§ **TASK REQUIREMENTS**:
Both the line with "Where can you find the boat" and the line with "Where can you find the white" in the records below must appear in the output, along with every line between them, exactly and with nothing added.

§ **RECORDS FOR PROCESSING**:
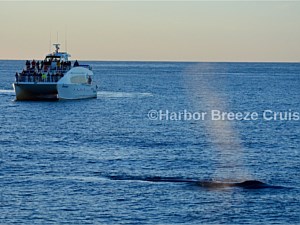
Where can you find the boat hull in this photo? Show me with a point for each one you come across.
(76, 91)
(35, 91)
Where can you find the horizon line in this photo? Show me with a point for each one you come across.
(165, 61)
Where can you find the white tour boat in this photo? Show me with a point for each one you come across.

--

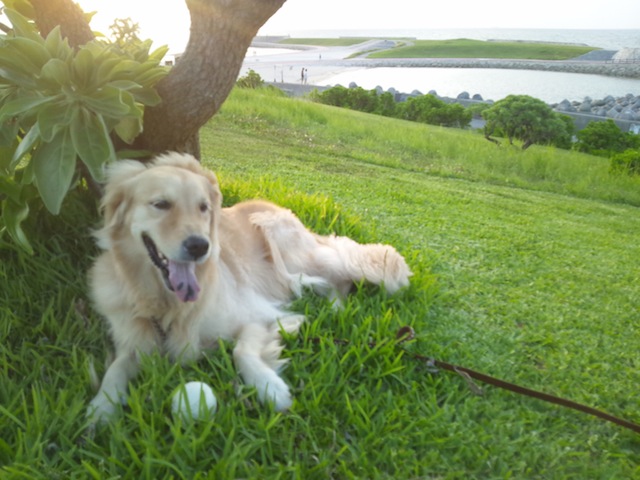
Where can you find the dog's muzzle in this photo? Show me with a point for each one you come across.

§ **SOLVED PROBLEM**:
Where can you find the boat hull in this photo? Show me with a point for each one you come across.
(76, 91)
(35, 91)
Where can you find the horizon line in this photo? Show me with a point for each one you come across.
(165, 61)
Where can you find the white tour boat in this photo? Show me with a point for each one you come across.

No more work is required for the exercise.